## Requirement
Can you output every line of the listing below, character for character, with nothing added, dropped, or changed?

## Provided records
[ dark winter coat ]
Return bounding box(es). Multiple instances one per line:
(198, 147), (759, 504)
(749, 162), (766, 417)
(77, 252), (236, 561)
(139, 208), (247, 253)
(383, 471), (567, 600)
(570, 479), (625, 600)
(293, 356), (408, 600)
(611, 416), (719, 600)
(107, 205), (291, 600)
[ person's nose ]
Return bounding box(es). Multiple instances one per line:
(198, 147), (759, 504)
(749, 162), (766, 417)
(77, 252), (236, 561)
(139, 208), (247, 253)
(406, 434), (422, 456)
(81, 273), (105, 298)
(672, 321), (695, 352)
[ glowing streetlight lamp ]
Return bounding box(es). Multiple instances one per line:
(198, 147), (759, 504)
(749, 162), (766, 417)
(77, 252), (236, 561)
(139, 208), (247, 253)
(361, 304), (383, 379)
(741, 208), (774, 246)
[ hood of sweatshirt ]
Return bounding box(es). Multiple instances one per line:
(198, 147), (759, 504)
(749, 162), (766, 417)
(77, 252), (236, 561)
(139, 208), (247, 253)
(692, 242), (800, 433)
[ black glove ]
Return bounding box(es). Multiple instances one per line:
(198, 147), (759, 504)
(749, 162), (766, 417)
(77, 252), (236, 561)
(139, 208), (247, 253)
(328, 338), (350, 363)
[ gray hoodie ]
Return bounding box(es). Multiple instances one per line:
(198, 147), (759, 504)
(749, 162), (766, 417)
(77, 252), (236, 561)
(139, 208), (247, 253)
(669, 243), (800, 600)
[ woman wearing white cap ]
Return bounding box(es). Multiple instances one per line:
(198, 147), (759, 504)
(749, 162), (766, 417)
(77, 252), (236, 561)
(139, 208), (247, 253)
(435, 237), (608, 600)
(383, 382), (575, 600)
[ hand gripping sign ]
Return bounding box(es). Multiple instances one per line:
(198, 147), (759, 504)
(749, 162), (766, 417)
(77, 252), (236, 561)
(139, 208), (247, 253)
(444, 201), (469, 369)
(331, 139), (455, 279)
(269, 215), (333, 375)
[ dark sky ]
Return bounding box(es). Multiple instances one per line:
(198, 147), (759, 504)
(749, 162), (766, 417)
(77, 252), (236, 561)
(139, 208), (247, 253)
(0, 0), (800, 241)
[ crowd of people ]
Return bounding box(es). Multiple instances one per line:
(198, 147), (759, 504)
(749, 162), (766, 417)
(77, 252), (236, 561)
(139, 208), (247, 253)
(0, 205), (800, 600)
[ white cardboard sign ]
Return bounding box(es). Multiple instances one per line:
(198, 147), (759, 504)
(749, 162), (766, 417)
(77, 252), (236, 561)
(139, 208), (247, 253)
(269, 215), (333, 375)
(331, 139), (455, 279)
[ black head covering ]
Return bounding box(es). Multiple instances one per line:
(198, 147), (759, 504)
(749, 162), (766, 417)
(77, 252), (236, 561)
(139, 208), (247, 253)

## Task output
[ dark winter coat ]
Return bounding box(es). Multiple instances one per line:
(198, 147), (759, 504)
(749, 162), (766, 417)
(77, 252), (236, 561)
(139, 208), (247, 253)
(383, 471), (567, 600)
(570, 479), (625, 600)
(293, 356), (408, 600)
(611, 416), (719, 600)
(107, 205), (291, 600)
[ person's nose ]
Return bounding box(es). Multiple instances one per line:
(198, 147), (759, 504)
(749, 162), (766, 417)
(77, 252), (236, 561)
(139, 208), (247, 253)
(406, 434), (422, 456)
(81, 273), (105, 298)
(672, 321), (695, 352)
[ glowing streetlight lamp ]
Return bounding box(es). Multiple instances one per line:
(198, 147), (759, 504)
(749, 162), (766, 417)
(77, 252), (236, 561)
(139, 208), (247, 253)
(361, 304), (383, 379)
(741, 208), (774, 246)
[ hood of sweatshirt ]
Return bounding box(es). Multiple instances one per line:
(198, 147), (759, 504)
(749, 162), (766, 417)
(77, 252), (236, 561)
(139, 208), (247, 253)
(692, 242), (800, 433)
[ black glove ]
Return bounding box(es). Multiple instances one per line:
(198, 147), (759, 504)
(749, 162), (766, 417)
(77, 252), (236, 561)
(139, 208), (247, 253)
(328, 338), (350, 363)
[ gray hoodie ]
Return bounding box(es). Multiple instances one per line:
(198, 147), (759, 504)
(749, 162), (766, 417)
(77, 252), (236, 561)
(139, 208), (247, 253)
(669, 243), (800, 600)
[ woman wearing white cap ]
Return bounding box(es). Multiple instances one per line:
(198, 147), (759, 504)
(749, 162), (766, 417)
(77, 252), (236, 561)
(139, 208), (247, 253)
(435, 237), (608, 600)
(383, 382), (575, 600)
[ hand gripping sign ]
Return bounding box(es). Multiple instances one per line:
(198, 147), (759, 504)
(749, 162), (766, 417)
(77, 252), (236, 561)
(139, 208), (247, 253)
(444, 201), (469, 369)
(331, 139), (455, 279)
(269, 215), (333, 375)
[ dark sky ]
Return bounding box(es). Multiple instances one per line:
(198, 147), (759, 504)
(749, 162), (766, 417)
(77, 252), (236, 561)
(139, 208), (247, 253)
(0, 0), (800, 241)
[ crowd of people ]
Return bounding box(es). Multiple instances one per line:
(198, 147), (759, 504)
(749, 162), (766, 417)
(77, 252), (236, 561)
(139, 208), (247, 253)
(0, 205), (800, 600)
[ white cardboard sign ]
Return bounding box(es). Multiple instances one per line:
(198, 147), (759, 504)
(749, 162), (766, 417)
(77, 252), (236, 561)
(139, 208), (247, 253)
(269, 215), (333, 375)
(331, 139), (455, 279)
[ black head covering ]
Return bounding box(es). Multiple instances one per line:
(198, 147), (759, 504)
(749, 162), (766, 417)
(77, 252), (236, 561)
(139, 208), (247, 253)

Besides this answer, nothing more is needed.